◆ What is being asked ◆
Restate all of the entries verbatim.

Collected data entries
= = = = = = =
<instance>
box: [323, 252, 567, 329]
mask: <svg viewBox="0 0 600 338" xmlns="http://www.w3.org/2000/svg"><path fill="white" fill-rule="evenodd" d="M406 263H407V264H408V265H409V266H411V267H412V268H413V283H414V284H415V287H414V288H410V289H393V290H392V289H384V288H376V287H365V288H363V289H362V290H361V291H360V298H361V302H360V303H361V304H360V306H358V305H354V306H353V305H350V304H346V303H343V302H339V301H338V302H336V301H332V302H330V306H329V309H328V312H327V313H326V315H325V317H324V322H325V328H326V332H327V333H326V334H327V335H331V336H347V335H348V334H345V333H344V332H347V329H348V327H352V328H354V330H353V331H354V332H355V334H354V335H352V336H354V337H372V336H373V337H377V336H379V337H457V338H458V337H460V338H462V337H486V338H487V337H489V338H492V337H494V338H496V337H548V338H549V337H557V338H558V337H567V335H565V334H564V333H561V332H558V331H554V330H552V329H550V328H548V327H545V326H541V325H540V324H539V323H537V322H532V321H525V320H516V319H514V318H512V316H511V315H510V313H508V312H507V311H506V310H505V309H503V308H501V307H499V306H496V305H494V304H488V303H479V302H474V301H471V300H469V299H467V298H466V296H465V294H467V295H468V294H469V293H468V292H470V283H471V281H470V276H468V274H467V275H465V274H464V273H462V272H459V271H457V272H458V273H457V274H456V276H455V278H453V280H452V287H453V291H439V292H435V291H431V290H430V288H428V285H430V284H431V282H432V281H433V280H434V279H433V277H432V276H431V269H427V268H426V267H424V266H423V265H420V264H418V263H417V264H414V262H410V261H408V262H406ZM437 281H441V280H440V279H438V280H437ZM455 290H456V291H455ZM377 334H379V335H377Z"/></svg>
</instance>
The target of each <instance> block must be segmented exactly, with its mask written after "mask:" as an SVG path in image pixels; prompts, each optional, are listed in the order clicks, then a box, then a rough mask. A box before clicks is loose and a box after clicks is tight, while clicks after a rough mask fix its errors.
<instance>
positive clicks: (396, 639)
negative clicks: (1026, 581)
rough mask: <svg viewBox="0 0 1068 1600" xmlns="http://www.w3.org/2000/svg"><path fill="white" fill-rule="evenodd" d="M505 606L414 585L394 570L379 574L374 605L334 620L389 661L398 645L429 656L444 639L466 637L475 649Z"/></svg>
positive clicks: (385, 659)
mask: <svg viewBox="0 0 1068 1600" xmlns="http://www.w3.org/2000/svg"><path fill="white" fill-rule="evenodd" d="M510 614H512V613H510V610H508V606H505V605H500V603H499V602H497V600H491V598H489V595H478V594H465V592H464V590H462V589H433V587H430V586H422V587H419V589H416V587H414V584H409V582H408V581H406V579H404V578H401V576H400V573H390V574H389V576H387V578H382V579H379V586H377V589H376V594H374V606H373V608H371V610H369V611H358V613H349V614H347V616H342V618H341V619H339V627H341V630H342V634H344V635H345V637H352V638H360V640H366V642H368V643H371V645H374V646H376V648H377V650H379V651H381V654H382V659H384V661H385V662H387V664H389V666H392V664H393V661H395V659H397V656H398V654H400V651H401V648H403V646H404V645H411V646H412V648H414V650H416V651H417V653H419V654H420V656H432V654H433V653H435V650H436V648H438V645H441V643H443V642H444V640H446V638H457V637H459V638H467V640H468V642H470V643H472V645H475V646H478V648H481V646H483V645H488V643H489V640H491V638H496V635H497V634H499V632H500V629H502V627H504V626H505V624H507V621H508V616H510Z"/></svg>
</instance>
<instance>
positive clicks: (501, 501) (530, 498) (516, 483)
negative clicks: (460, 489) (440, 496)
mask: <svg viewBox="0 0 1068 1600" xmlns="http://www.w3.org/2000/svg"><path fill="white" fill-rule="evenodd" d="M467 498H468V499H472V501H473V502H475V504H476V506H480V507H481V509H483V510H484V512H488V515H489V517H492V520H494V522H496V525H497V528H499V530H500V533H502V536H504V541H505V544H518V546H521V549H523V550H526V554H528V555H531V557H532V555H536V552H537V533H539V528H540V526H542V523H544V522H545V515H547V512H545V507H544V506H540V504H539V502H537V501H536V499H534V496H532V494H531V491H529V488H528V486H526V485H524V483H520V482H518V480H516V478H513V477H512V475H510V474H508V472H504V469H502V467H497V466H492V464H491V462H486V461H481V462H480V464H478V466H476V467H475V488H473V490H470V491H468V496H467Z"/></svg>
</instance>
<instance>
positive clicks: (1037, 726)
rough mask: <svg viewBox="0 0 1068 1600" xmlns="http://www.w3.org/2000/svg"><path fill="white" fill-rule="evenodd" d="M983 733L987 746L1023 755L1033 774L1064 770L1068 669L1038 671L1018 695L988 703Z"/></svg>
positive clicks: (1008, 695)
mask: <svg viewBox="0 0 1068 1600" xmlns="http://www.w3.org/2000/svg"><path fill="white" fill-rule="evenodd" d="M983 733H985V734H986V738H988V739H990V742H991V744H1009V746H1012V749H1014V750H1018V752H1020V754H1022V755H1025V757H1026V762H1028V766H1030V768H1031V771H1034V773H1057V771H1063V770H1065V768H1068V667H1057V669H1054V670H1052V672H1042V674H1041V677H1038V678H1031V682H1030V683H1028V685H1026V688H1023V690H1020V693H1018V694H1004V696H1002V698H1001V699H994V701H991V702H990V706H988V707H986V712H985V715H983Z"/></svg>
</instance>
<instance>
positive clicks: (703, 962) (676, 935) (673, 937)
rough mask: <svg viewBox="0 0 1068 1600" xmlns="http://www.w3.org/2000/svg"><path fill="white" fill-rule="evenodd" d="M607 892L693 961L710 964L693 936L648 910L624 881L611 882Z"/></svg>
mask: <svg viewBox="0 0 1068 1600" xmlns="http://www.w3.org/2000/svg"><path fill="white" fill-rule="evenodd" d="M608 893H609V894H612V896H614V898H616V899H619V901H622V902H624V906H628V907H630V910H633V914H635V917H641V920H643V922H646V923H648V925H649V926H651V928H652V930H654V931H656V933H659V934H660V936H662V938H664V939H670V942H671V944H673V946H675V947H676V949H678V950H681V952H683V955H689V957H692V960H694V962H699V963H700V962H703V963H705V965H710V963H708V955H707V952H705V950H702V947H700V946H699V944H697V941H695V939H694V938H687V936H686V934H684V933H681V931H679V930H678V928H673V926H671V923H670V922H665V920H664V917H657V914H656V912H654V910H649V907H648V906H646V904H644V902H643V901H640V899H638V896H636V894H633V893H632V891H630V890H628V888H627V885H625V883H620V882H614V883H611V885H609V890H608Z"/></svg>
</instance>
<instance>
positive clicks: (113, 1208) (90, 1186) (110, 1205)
= = = = = = =
◆ Response to this exercise ◆
<instance>
box: [323, 252, 567, 329]
mask: <svg viewBox="0 0 600 338" xmlns="http://www.w3.org/2000/svg"><path fill="white" fill-rule="evenodd" d="M406 263H407V264H408V265H409V266H411V267H412V268H413V283H414V284H415V287H414V288H410V289H393V290H392V289H384V288H376V287H365V288H363V289H362V290H361V291H360V298H361V302H360V303H361V304H360V306H358V305H354V306H353V305H350V304H346V303H343V302H339V301H338V302H336V301H332V302H330V306H329V309H328V312H327V313H326V315H325V317H324V322H325V328H326V332H327V333H326V334H327V335H331V336H347V335H348V334H345V333H344V332H347V329H348V327H352V328H354V330H353V331H354V332H355V334H354V335H352V336H354V337H372V336H373V337H377V336H379V337H457V338H458V337H460V338H462V337H486V338H487V337H489V338H492V337H494V338H496V337H548V338H549V337H557V338H558V337H567V335H565V334H564V333H561V332H558V331H554V330H552V329H550V328H548V327H545V326H541V325H540V324H539V323H537V322H532V321H525V320H516V319H514V318H512V316H511V315H510V313H508V312H507V311H506V310H505V309H503V308H501V307H499V306H496V305H494V304H488V303H479V302H474V301H471V300H469V299H467V298H466V296H465V294H467V295H468V294H469V293H468V292H470V283H471V281H470V276H468V274H467V275H465V274H464V273H462V272H459V271H457V272H458V273H457V274H456V276H455V278H453V280H452V287H453V291H439V292H435V291H431V290H430V288H428V285H430V284H431V282H432V281H433V280H434V279H433V277H432V276H431V269H427V268H426V267H424V266H423V265H420V264H418V263H417V264H414V262H410V261H408V262H406ZM437 281H441V280H440V279H438V280H437ZM455 290H456V291H455ZM377 334H379V335H377Z"/></svg>
</instance>
The target of each <instance> block must be segmented exactly, with its mask written after "mask:" as an SVG path in image pixels; prompts, each optional, are listed in the order clicks, then a box, then a rough mask. A box before clicks is loose and a box after clicks is tight, while clicks after a rough mask fix its errors.
<instance>
positive clicks: (396, 639)
negative clicks: (1026, 581)
rough mask: <svg viewBox="0 0 1068 1600" xmlns="http://www.w3.org/2000/svg"><path fill="white" fill-rule="evenodd" d="M505 606L414 585L394 570L379 574L374 605L334 620L389 661L398 645L429 656L444 639L466 637L475 649Z"/></svg>
positive clicks: (385, 659)
mask: <svg viewBox="0 0 1068 1600" xmlns="http://www.w3.org/2000/svg"><path fill="white" fill-rule="evenodd" d="M510 614H512V613H510V610H508V606H505V605H500V603H499V602H497V600H491V598H489V595H478V594H465V592H464V590H462V589H433V587H430V586H422V587H419V589H416V587H414V584H409V582H408V581H406V579H404V578H401V576H400V573H390V574H389V576H387V578H382V579H379V586H377V589H376V594H374V606H373V608H371V610H369V611H358V613H349V614H347V616H342V618H341V619H339V627H341V630H342V634H344V635H345V637H352V638H360V640H366V642H368V643H371V645H374V646H376V648H377V650H379V651H381V654H382V659H384V661H385V662H387V664H389V666H392V664H393V661H395V659H397V656H398V654H400V651H401V648H403V646H404V645H411V646H412V648H414V650H416V651H417V653H419V654H420V656H432V654H433V653H435V650H436V648H438V645H441V643H443V642H444V640H446V638H457V637H459V638H467V640H468V642H470V643H472V645H475V646H478V648H481V646H483V645H488V643H489V640H491V638H496V635H497V634H499V632H500V629H502V627H504V626H505V624H507V621H508V616H510Z"/></svg>
</instance>
<instance>
positive clicks: (501, 501) (530, 498) (516, 483)
negative clicks: (460, 489) (440, 496)
mask: <svg viewBox="0 0 1068 1600" xmlns="http://www.w3.org/2000/svg"><path fill="white" fill-rule="evenodd" d="M467 498H468V499H472V501H473V502H475V504H476V506H480V507H481V509H483V510H484V512H488V515H489V517H492V520H494V522H496V525H497V528H499V530H500V533H502V536H504V541H505V544H518V546H521V549H523V550H526V554H528V555H531V557H532V555H536V552H537V533H539V528H540V526H542V523H544V522H545V515H547V512H545V507H544V506H540V504H539V502H537V501H536V499H534V496H532V494H531V491H529V488H528V486H526V485H524V483H520V482H518V480H516V478H513V477H512V475H510V474H508V472H504V469H502V467H497V466H492V464H491V462H486V461H481V462H480V464H478V466H476V467H475V488H473V490H470V491H468V496H467Z"/></svg>
</instance>
<instance>
positive clicks: (1037, 726)
rough mask: <svg viewBox="0 0 1068 1600" xmlns="http://www.w3.org/2000/svg"><path fill="white" fill-rule="evenodd" d="M983 733L987 746L1023 755L1033 774L1064 770L1068 669L1038 671L1018 695L988 703Z"/></svg>
positive clicks: (1008, 695)
mask: <svg viewBox="0 0 1068 1600" xmlns="http://www.w3.org/2000/svg"><path fill="white" fill-rule="evenodd" d="M983 733H985V734H986V738H988V739H990V742H991V744H1009V746H1012V749H1014V750H1018V752H1020V754H1022V755H1025V757H1026V762H1028V766H1030V768H1031V771H1034V773H1057V771H1063V770H1065V768H1068V667H1057V669H1054V670H1052V672H1042V674H1041V677H1038V678H1031V682H1030V683H1028V685H1026V688H1023V690H1020V693H1018V694H1004V696H1002V698H1001V699H994V701H991V702H990V706H988V707H986V712H985V715H983Z"/></svg>
</instance>
<instance>
positive clicks: (703, 962) (676, 935) (673, 937)
rough mask: <svg viewBox="0 0 1068 1600" xmlns="http://www.w3.org/2000/svg"><path fill="white" fill-rule="evenodd" d="M607 892L693 961L710 964L693 936L648 910L624 881L611 882Z"/></svg>
mask: <svg viewBox="0 0 1068 1600" xmlns="http://www.w3.org/2000/svg"><path fill="white" fill-rule="evenodd" d="M608 893H609V894H612V896H614V898H616V899H619V901H622V902H624V906H628V907H630V910H633V914H635V917H641V920H643V922H646V923H648V925H649V926H651V928H652V930H654V931H656V933H659V934H660V936H662V938H664V939H670V942H671V944H673V946H675V947H676V949H678V950H681V952H683V955H689V957H692V960H694V962H699V963H700V962H703V963H705V965H710V963H708V955H707V952H705V950H702V947H700V946H699V944H697V941H695V939H694V938H687V936H686V934H684V933H681V931H679V930H678V928H673V926H671V923H670V922H665V920H664V917H657V914H656V912H654V910H649V907H648V906H646V904H644V902H643V901H640V899H638V896H636V894H633V893H632V891H630V890H628V888H627V885H625V883H620V882H614V883H611V885H609V890H608Z"/></svg>
</instance>
<instance>
positive clicks: (113, 1208) (90, 1186) (110, 1205)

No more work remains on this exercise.